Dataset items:
------------------------
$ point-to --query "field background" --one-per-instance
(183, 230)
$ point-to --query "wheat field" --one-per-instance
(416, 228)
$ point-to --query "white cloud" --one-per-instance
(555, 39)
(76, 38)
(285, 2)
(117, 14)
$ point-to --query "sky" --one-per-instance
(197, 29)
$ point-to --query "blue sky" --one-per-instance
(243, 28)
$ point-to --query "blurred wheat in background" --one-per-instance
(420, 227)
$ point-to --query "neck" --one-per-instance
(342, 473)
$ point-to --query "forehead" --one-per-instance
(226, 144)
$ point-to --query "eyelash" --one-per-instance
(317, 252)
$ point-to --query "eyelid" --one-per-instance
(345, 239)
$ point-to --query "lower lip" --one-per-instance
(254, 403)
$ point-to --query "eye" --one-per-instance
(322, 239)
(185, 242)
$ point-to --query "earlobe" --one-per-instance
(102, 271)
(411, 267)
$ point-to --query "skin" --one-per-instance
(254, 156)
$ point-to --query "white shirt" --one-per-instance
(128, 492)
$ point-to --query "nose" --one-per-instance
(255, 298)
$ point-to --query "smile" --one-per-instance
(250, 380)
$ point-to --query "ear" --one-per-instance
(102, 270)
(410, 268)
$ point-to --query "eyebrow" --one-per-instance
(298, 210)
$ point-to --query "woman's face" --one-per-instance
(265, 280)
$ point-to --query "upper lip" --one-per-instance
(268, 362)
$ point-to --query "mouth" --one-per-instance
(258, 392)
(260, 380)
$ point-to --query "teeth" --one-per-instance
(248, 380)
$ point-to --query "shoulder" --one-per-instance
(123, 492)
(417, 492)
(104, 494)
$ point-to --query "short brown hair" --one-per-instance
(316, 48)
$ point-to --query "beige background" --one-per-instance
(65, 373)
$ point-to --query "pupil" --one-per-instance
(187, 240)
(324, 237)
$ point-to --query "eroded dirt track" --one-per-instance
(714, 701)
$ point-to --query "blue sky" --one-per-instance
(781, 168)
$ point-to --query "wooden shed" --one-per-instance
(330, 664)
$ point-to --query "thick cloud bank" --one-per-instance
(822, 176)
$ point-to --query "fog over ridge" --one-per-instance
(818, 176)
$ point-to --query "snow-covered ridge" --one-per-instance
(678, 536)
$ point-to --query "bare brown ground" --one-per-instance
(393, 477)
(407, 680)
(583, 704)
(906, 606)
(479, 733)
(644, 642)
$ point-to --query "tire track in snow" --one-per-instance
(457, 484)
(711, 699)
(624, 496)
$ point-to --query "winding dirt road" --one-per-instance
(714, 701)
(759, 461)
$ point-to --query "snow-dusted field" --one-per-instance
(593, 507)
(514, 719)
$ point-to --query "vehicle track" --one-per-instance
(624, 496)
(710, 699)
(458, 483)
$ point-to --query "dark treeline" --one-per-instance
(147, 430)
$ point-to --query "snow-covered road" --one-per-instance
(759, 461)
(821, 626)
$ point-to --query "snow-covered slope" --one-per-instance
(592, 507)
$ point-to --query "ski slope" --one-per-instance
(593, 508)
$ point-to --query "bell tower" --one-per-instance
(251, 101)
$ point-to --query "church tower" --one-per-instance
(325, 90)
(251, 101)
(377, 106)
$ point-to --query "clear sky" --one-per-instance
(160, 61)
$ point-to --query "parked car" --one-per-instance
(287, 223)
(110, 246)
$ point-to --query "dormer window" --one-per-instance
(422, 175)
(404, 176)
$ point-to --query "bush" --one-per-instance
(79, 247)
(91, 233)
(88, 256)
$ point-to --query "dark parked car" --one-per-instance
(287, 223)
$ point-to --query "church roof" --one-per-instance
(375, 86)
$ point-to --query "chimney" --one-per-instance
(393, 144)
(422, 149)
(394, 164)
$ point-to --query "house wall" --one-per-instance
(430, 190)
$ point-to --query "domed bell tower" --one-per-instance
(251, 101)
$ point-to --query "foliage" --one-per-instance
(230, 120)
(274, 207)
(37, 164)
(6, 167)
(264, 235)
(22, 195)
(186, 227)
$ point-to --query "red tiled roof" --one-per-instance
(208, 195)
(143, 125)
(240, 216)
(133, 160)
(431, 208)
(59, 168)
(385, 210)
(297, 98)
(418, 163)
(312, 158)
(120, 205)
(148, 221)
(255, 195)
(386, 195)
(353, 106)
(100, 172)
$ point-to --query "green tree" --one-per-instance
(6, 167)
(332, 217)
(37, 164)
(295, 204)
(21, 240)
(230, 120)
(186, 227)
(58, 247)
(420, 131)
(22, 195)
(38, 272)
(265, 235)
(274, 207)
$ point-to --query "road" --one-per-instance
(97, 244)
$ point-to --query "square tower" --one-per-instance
------------------------
## YOUR ASSIGNMENT
Write out all the records again, exactly as they appear.

## EXERCISE SOLUTION
$ point-to --query "field background" --one-per-instance
(183, 230)
$ point-to --query "wheat field" --one-per-instance
(416, 228)
$ point-to --query "white cloud" --one-per-instance
(555, 39)
(76, 38)
(285, 2)
(117, 14)
$ point-to --query "sky" --one-per-instance
(197, 29)
$ point-to --query "blue sky" --one-per-instance
(243, 28)
$ point-to --query "blurred wheat in background" --one-per-instance
(420, 227)
$ point-to --query "neck" --one-per-instance
(342, 473)
$ point-to --query "forehead" --one-per-instance
(226, 144)
$ point-to --query "eyelash" --one-per-instance
(317, 252)
$ point-to --query "eyelid" --one-per-instance
(345, 239)
$ point-to --query "lower lip" --one-per-instance
(254, 403)
$ point-to --query "eye" --one-per-instance
(322, 239)
(185, 242)
$ point-to --query "earlobe" --one-per-instance
(102, 271)
(411, 267)
$ point-to --query "skin" --one-per-instance
(254, 156)
$ point-to --query "white shirt" --one-per-instance
(128, 492)
$ point-to --query "nose" --one-per-instance
(255, 298)
$ point-to --query "smile" --one-per-instance
(250, 380)
$ point-to --query "ear" --one-per-instance
(102, 270)
(410, 268)
$ point-to --query "eyebrow" --one-per-instance
(298, 210)
$ point-to --query "woman's face" --one-per-instance
(265, 280)
$ point-to --query "upper lip" --one-per-instance
(268, 362)
$ point-to --query "mouth" --one-per-instance
(258, 392)
(260, 380)
$ point-to --query "teeth" --one-per-instance
(248, 380)
$ point-to --query "shoulder" --one-per-instance
(123, 492)
(417, 492)
(104, 494)
$ point-to --query "short brown hair" --one-per-instance
(316, 48)
$ point-to --query "beige background" --one-per-instance
(65, 373)
$ point-to --query "pupil" --one-per-instance
(187, 240)
(324, 237)
$ point-to --query "eroded dirt track" --one-per-instance
(714, 701)
$ point-to --query "blue sky" --one-per-instance
(781, 168)
$ point-to --query "wooden shed" --one-per-instance
(330, 664)
$ point-to --query "thick cloud bank" --one-per-instance
(822, 176)
$ point-to --query "fog over ridge" --one-per-instance
(818, 176)
$ point-to --query "snow-covered ridge" --one-per-instance
(678, 536)
$ point-to --query "bare brown ground" --one-per-instance
(393, 477)
(407, 680)
(583, 704)
(906, 606)
(479, 733)
(644, 642)
$ point-to --query "tire track in snow" --one-per-instance
(457, 484)
(711, 699)
(624, 496)
$ point-to --query "winding dirt road" --one-per-instance
(714, 701)
(759, 461)
$ point-to --query "snow-dusted field" --one-per-instance
(593, 507)
(514, 719)
$ point-to --query "vehicle track" --one-per-instance
(624, 496)
(710, 699)
(458, 483)
$ point-to --query "dark treeline" --one-per-instance
(147, 430)
$ point-to --query "snow-covered road" --one-per-instance
(759, 461)
(821, 626)
$ point-to --query "snow-covered slope" --one-per-instance
(592, 507)
$ point-to --query "ski slope" --one-per-instance
(593, 508)
$ point-to --query "bell tower" --one-per-instance
(251, 101)
$ point-to --query "church tower" --one-per-instance
(325, 90)
(251, 101)
(377, 106)
$ point-to --query "clear sky" --one-per-instance
(160, 61)
$ point-to --query "parked car" --one-per-instance
(287, 223)
(110, 246)
$ point-to --query "dormer window" --one-per-instance
(422, 175)
(404, 176)
$ point-to --query "bush" --one-per-instance
(79, 247)
(91, 233)
(88, 256)
$ point-to --query "dark parked car" --one-per-instance
(287, 223)
$ point-to --query "church roof" --one-per-instance
(375, 86)
$ point-to --query "chimney" --one-per-instance
(393, 144)
(422, 149)
(394, 164)
$ point-to --query "house wall" --one-per-instance
(430, 190)
$ point-to --query "domed bell tower" --one-per-instance
(251, 101)
$ point-to --query "foliage" --one-per-instance
(230, 120)
(274, 207)
(37, 164)
(6, 167)
(264, 235)
(22, 195)
(186, 227)
$ point-to --query "red tiled roof" --one-per-instance
(208, 195)
(143, 125)
(240, 216)
(133, 160)
(431, 208)
(59, 168)
(385, 210)
(297, 98)
(418, 163)
(312, 158)
(120, 205)
(148, 221)
(255, 195)
(386, 195)
(353, 106)
(100, 172)
$ point-to --query "green tree" --one-per-instance
(6, 167)
(332, 217)
(37, 164)
(295, 204)
(21, 240)
(230, 120)
(186, 227)
(58, 247)
(420, 131)
(22, 195)
(38, 272)
(265, 235)
(274, 207)
$ point-to --query "road" --one-per-instance
(97, 244)
$ point-to --query "square tower" --one-per-instance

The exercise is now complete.